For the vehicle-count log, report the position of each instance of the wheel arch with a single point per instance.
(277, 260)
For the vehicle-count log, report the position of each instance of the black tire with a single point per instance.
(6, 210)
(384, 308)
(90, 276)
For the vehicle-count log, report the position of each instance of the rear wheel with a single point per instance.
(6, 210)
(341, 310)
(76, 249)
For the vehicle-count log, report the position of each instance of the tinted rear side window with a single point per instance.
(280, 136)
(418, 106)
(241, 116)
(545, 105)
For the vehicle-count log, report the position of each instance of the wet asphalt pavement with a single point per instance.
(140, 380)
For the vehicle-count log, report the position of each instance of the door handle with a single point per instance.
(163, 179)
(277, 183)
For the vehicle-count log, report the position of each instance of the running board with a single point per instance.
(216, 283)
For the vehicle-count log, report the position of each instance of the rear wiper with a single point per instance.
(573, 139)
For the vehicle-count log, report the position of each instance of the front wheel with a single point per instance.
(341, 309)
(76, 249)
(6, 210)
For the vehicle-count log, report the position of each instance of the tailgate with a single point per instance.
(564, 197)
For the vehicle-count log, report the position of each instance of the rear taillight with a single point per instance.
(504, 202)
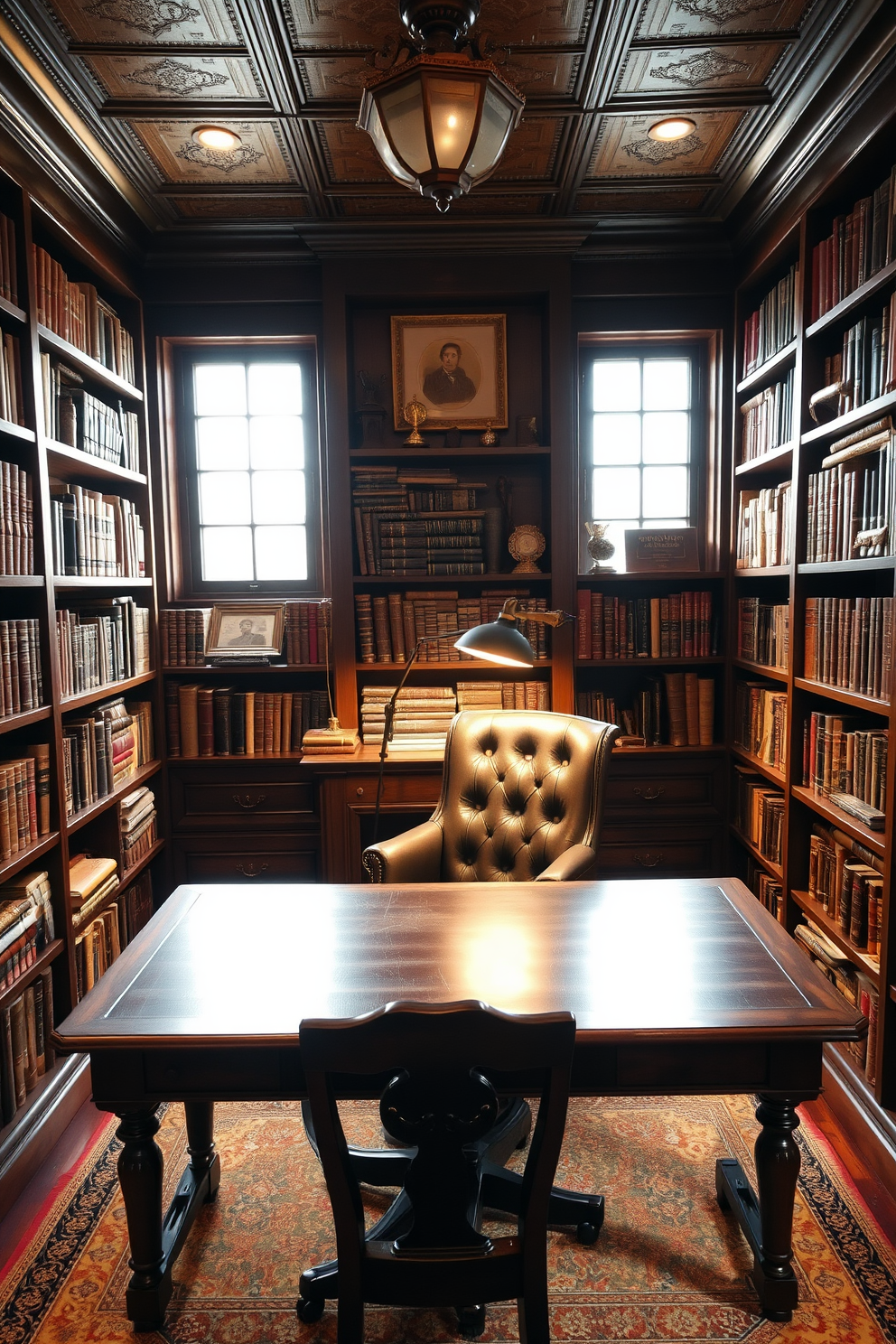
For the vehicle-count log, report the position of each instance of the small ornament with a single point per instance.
(600, 547)
(526, 545)
(414, 413)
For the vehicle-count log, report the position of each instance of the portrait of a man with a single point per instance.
(449, 383)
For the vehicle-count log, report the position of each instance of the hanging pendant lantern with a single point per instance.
(441, 120)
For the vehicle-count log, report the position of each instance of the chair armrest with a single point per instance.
(413, 856)
(570, 866)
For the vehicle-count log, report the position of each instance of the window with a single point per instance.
(250, 420)
(639, 429)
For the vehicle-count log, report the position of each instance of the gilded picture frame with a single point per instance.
(453, 364)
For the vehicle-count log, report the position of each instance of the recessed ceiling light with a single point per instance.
(217, 137)
(673, 128)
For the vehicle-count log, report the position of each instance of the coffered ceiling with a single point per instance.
(286, 76)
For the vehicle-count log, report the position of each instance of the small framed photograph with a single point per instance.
(246, 628)
(454, 366)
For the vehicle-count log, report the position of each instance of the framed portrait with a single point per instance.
(454, 366)
(246, 628)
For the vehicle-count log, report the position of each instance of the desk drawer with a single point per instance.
(659, 853)
(246, 798)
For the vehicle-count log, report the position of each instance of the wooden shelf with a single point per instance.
(852, 302)
(22, 721)
(774, 868)
(832, 929)
(101, 693)
(766, 371)
(91, 369)
(771, 462)
(760, 766)
(86, 464)
(762, 669)
(26, 856)
(843, 695)
(840, 818)
(79, 818)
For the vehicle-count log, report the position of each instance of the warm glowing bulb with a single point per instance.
(673, 128)
(215, 137)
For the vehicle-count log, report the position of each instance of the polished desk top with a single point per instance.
(234, 966)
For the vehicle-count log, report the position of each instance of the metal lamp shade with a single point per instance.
(498, 641)
(441, 123)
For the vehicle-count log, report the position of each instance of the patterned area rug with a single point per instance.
(667, 1266)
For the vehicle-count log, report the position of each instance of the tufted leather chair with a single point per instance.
(521, 801)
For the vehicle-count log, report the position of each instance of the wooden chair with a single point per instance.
(443, 1063)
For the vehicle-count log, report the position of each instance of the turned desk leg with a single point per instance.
(767, 1220)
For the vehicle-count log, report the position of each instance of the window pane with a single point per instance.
(665, 490)
(617, 385)
(281, 553)
(275, 390)
(665, 437)
(667, 385)
(223, 498)
(228, 553)
(617, 440)
(617, 492)
(219, 388)
(278, 498)
(275, 441)
(222, 443)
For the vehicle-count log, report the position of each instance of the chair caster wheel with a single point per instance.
(471, 1321)
(309, 1311)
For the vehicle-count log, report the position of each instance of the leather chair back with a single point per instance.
(520, 787)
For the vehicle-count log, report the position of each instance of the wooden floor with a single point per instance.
(70, 1147)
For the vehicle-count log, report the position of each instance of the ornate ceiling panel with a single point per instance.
(286, 76)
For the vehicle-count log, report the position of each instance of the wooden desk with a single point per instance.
(677, 988)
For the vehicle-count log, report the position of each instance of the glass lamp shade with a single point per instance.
(440, 123)
(498, 641)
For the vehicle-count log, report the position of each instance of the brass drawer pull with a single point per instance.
(247, 801)
(253, 871)
(649, 861)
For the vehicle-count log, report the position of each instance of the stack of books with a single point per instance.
(422, 716)
(137, 826)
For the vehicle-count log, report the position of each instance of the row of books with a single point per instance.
(852, 984)
(846, 763)
(24, 800)
(206, 721)
(678, 625)
(760, 813)
(96, 535)
(74, 311)
(137, 826)
(102, 644)
(83, 421)
(11, 394)
(846, 879)
(107, 934)
(848, 643)
(761, 722)
(851, 499)
(859, 247)
(388, 625)
(767, 420)
(8, 265)
(21, 679)
(772, 325)
(16, 520)
(763, 527)
(681, 713)
(763, 632)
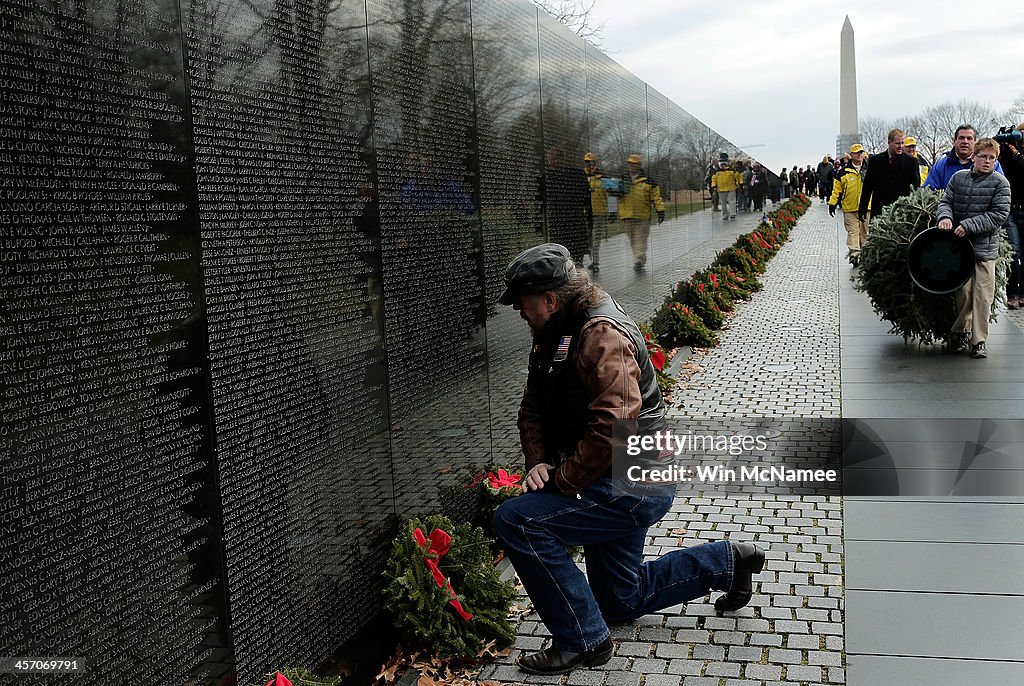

━━━━━━

# Given task
Pull out each line of the entries above that contains the word "wooden".

# Task response
For the vehicle-count log, report the position of each instance of the wooden shelf with a single point per instance.
For the vehicle-count log, report the position of each instance of the wooden chair with a single point per instance.
For the vehicle-count log, report the position of each instance of the wooden floor with a single point per instance.
For the vehicle-count log, report the position of each instance of the wooden desk with a single point per instance.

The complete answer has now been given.